> **WHAT TO PRODUCE**
Copy each line in the data below that contains the word "trouser".
Top of RECORDS FOR THE TASK
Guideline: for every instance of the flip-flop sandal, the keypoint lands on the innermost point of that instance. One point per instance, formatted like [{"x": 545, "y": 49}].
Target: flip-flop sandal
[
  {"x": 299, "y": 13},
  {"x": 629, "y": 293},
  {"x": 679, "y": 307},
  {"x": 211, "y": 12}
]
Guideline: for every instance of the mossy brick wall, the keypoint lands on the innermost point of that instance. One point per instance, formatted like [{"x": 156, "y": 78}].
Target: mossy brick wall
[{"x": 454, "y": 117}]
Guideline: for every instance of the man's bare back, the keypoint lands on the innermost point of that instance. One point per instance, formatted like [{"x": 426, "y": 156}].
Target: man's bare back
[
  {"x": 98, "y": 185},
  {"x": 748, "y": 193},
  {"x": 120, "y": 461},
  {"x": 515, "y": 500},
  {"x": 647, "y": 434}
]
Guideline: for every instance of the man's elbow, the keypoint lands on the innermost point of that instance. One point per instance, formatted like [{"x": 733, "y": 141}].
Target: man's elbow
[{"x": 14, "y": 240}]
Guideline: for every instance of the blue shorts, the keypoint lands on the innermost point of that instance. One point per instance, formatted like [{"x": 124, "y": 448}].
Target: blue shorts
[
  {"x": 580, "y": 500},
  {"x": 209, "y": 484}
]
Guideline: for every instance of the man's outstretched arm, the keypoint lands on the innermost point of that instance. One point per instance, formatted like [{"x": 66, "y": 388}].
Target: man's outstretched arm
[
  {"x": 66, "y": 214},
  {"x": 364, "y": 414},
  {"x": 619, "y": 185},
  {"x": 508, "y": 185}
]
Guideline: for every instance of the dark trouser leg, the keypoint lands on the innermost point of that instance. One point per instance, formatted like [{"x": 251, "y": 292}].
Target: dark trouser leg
Bottom of RECORDS FOR THE TASK
> **SOLUTION BELOW**
Guideline: for every instance of the dark trouser leg, the keypoint lands on the innermost point of that instance. One point per instance, formatted like [{"x": 251, "y": 292}].
Target: dark trouser leg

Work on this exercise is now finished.